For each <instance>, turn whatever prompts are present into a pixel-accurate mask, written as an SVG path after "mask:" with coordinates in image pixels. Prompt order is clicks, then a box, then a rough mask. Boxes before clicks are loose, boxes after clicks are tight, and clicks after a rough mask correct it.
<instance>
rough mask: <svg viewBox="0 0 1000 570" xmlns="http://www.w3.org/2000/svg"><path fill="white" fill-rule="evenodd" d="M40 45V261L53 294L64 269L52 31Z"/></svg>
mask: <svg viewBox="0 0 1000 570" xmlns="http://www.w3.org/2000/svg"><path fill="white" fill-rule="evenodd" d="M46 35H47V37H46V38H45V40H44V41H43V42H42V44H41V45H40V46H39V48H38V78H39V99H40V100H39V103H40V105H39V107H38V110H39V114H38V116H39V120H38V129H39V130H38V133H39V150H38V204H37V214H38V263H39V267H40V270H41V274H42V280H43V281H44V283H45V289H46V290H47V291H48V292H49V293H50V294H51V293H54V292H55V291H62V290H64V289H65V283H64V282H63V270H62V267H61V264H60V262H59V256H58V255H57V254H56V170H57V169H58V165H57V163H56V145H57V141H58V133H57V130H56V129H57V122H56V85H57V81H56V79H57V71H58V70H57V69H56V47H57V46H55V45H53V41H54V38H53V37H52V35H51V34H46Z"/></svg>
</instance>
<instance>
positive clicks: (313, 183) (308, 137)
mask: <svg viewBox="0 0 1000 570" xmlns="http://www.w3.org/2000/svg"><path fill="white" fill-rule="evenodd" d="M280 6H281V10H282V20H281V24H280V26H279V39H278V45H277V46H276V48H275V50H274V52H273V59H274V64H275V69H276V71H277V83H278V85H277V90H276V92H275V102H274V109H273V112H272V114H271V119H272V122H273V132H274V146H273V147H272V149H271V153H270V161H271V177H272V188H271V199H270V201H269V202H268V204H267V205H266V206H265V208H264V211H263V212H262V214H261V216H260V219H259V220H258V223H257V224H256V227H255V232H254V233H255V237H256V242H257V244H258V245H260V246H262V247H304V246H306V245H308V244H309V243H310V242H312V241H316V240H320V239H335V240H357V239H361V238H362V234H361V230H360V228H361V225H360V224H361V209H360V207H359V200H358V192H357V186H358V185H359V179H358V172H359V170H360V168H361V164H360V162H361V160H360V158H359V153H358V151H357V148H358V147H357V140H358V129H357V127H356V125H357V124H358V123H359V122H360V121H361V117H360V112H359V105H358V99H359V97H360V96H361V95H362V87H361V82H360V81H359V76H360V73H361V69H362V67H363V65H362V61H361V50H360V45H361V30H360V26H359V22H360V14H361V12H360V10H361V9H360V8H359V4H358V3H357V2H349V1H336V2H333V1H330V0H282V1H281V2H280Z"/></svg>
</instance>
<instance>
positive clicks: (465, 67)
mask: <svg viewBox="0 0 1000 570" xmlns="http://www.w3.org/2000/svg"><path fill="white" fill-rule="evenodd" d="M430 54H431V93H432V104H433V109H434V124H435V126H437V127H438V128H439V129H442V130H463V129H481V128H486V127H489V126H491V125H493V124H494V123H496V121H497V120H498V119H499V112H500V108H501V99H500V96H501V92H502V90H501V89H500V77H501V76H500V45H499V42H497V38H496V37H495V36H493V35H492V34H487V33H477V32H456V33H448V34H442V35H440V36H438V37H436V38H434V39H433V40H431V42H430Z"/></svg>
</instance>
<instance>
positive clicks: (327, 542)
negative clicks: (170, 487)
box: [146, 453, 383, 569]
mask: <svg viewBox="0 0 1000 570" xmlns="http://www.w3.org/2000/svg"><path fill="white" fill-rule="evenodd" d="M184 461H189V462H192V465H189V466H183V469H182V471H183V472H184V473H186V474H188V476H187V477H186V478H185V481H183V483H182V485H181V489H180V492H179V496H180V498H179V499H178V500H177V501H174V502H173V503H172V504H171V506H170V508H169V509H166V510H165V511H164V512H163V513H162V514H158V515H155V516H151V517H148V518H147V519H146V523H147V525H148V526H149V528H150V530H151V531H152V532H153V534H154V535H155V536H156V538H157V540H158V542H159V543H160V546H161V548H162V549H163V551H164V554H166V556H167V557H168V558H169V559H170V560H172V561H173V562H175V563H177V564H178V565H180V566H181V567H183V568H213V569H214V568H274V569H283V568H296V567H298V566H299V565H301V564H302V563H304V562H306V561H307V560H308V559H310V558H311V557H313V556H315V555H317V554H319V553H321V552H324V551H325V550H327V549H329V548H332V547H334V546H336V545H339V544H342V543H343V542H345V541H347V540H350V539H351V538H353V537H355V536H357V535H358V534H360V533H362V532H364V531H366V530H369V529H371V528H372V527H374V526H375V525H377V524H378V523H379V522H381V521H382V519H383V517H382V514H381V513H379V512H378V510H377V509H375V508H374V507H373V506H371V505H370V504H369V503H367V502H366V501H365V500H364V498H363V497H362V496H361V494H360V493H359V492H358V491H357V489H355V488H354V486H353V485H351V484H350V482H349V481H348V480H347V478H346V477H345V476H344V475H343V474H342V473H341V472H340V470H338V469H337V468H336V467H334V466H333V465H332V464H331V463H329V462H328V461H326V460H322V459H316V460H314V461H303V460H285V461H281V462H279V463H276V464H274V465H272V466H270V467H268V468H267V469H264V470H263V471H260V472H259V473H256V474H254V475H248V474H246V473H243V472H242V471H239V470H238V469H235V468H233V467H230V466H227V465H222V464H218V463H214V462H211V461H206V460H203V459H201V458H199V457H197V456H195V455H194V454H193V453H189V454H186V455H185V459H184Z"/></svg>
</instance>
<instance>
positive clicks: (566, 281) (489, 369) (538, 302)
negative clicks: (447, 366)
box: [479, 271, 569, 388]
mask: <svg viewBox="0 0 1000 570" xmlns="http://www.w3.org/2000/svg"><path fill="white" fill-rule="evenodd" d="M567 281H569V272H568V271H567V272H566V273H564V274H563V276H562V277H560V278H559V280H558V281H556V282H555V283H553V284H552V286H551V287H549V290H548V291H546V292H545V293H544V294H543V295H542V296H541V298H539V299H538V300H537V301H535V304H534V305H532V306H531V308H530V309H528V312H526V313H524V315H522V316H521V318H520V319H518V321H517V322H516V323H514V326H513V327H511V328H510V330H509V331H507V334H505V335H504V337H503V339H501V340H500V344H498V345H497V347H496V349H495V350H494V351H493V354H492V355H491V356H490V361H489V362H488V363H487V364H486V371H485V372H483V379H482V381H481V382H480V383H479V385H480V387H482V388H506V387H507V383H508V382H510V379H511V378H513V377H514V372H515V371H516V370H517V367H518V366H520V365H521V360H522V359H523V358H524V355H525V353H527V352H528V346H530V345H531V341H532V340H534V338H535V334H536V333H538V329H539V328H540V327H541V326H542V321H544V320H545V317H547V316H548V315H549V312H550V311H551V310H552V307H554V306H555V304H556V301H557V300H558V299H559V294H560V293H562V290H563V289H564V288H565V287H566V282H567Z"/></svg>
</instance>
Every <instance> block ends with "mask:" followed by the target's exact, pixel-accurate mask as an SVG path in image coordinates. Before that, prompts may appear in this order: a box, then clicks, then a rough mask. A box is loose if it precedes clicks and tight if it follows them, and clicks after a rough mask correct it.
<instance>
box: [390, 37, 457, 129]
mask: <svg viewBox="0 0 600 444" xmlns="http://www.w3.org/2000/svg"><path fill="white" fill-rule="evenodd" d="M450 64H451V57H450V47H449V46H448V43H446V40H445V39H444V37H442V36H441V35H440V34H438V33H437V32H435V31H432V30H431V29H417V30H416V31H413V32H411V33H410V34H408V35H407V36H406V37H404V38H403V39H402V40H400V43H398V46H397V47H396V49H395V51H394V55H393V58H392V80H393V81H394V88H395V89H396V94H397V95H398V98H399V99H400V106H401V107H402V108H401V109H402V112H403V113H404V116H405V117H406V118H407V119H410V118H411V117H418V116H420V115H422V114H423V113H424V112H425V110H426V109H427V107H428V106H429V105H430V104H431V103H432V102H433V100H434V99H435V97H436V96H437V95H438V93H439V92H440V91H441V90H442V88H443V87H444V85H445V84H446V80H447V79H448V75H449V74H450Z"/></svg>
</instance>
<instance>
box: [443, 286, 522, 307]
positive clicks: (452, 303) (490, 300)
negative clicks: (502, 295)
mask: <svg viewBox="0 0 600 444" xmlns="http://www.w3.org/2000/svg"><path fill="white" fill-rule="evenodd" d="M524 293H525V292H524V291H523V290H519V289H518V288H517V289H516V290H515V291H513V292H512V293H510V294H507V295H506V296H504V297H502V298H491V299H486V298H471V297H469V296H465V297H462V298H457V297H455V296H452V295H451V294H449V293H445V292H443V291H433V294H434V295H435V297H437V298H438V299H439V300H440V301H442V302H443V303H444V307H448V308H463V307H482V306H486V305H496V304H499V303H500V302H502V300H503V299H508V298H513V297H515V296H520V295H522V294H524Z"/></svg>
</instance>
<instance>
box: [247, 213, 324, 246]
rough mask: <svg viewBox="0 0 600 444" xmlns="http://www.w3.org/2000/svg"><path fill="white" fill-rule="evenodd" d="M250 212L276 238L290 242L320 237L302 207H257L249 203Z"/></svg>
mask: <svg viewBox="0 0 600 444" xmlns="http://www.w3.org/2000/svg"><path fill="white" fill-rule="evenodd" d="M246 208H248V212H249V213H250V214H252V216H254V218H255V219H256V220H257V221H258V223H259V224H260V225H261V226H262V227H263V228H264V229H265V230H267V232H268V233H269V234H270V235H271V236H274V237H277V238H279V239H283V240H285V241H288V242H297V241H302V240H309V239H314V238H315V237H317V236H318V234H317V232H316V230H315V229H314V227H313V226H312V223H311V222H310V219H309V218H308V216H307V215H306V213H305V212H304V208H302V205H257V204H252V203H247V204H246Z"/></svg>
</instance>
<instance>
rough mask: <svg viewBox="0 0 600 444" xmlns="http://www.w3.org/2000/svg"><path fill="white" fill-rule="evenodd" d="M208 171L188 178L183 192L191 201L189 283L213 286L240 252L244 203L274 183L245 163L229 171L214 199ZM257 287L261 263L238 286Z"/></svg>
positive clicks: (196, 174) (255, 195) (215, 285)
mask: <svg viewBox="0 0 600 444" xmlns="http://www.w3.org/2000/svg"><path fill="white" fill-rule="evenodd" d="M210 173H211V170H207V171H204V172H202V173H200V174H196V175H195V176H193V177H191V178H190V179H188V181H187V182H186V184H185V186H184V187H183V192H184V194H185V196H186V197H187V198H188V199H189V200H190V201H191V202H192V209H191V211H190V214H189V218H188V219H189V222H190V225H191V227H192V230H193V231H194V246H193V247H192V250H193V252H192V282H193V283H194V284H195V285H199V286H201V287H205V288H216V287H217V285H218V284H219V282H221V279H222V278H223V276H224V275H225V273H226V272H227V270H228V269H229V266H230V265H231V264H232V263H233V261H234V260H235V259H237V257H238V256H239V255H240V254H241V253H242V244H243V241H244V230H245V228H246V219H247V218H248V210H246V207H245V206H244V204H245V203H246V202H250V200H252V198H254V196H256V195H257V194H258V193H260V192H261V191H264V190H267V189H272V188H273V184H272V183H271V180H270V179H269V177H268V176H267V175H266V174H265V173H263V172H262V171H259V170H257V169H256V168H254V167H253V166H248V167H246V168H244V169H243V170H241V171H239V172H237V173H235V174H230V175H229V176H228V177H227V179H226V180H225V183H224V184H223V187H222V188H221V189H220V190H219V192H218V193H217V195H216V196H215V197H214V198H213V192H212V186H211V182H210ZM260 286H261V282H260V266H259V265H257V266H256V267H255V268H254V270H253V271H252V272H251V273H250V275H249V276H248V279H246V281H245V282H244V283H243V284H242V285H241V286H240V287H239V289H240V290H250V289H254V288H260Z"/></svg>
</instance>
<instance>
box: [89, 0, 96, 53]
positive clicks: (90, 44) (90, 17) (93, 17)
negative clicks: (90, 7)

## AIM OF THE TASK:
List each line of the items above that contains the word "positive", copying every such line in full.

## EXERCISE SOLUTION:
positive clicks: (313, 183) (308, 137)
positive clicks: (465, 67)
positive clicks: (327, 542)
positive clicks: (566, 281) (489, 369) (538, 302)
positive clicks: (452, 303) (490, 300)
positive clicks: (196, 174) (255, 195) (215, 285)
positive clicks: (90, 44) (90, 17) (93, 17)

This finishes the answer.